The request:
Beginning at the line that contains "the skydiver's boot." and continuing through the end of the records, reproduce every line, raising each bounding-box coordinate in the answers by 22.

□ □ □ □ □ □ □

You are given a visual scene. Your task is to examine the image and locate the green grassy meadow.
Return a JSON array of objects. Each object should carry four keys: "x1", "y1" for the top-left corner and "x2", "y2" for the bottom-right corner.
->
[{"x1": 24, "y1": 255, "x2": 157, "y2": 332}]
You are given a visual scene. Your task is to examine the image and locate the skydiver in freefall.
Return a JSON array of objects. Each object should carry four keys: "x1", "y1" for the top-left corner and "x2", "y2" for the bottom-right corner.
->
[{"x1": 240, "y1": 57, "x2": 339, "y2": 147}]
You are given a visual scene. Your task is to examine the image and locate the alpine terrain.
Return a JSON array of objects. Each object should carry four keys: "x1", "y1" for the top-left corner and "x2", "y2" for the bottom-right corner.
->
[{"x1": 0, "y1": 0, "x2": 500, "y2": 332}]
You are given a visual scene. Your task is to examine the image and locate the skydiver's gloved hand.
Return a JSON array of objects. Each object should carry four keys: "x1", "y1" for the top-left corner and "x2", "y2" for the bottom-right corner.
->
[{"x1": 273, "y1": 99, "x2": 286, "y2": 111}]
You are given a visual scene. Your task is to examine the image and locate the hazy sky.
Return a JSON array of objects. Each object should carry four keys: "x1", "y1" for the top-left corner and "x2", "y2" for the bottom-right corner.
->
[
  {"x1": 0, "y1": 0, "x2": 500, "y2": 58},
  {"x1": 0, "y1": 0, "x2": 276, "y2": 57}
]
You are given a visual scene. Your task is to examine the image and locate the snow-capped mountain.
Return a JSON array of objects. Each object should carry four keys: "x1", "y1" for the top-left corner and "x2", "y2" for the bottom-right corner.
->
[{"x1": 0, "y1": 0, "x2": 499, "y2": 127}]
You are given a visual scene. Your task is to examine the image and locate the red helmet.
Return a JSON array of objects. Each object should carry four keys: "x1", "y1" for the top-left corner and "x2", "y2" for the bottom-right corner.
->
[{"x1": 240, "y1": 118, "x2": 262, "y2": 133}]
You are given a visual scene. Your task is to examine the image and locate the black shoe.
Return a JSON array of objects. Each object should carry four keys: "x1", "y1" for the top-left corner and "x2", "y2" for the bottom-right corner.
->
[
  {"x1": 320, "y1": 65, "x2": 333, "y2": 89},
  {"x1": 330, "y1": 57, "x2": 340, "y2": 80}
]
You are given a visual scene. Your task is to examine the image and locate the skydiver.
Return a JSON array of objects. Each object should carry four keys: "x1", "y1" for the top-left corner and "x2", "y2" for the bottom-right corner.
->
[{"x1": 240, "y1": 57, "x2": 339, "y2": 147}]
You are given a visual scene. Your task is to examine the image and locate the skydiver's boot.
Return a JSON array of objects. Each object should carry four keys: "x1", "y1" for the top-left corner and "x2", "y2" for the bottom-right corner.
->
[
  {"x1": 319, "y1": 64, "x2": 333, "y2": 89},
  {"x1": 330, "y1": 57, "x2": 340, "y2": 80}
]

□ □ □ □ □ □ □

Expected answer:
You are given a visual scene. Your task is to examine the image and locate the skydiver's boot.
Return a JSON array of objects. Each object should carry four keys: "x1", "y1" for the top-left corner and "x2", "y2" for the bottom-right corner.
->
[
  {"x1": 341, "y1": 86, "x2": 355, "y2": 111},
  {"x1": 352, "y1": 79, "x2": 362, "y2": 102}
]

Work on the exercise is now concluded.